* _Exercise description_
Write out, word for word, the forum posts below about using a drop-down projector screen instead of a TV over a fireplace.

* _Selected excerpt_
++++++++++

A Projector! Not to yell, but anything over a fireplace is a little too high and a little too hot. Better to hit a button on your remote and have your electric screen drop down in front of that fireplace, your projector power up, your receiver to switch to Blu-Ray, and there you go. 3d projection is entirely possible at 720p for under $2000 imminently and at 1080p for about $4000 and up. Wireless? Forgetaboutit. But with a projector, all you need above the fireplace is power to the screen and a 12v trigger at ceiling level.

I never recommend anyone put their TV above a fireplace.You have to look up too high for comfort. And, usually you want to look at either a fireplace or a TV and rarely both at once. So, a projection screen that drops down and then gets out of the way is really the best of both worlds for a fireplace location.

++++++++++

* _Supplied data_
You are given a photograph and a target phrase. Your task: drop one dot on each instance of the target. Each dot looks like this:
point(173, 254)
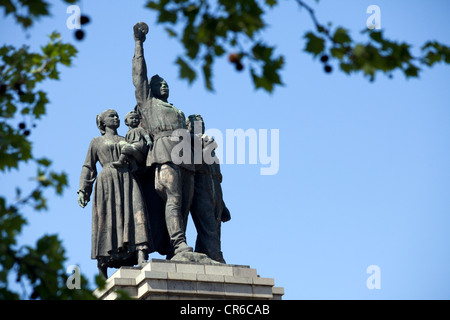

++++++++++

* _Exercise answer_
A Projector! Not to yell, but anything over a fireplace is a little too high and a little too hot. Better to hit a button on your remote and have your electric screen drop down in front of that fireplace, your projector power up, your receiver to switch to Blu-Ray, and there you go. 3d projection is entirely possible at 720p for under $2000 imminently and at 1080p for about $4000 and up. Wireless? Forgetaboutit. But with a projector, all you need above the fireplace is power to the screen and a 12v trigger at ceiling level.

I never recommend anyone put their TV above a fireplace.You have to look up too high for comfort. And, usually you want to look at either a fireplace or a TV and rarely both at once. So, a projection screen that drops down and then gets out of the way is really the best of both worlds for a fireplace location.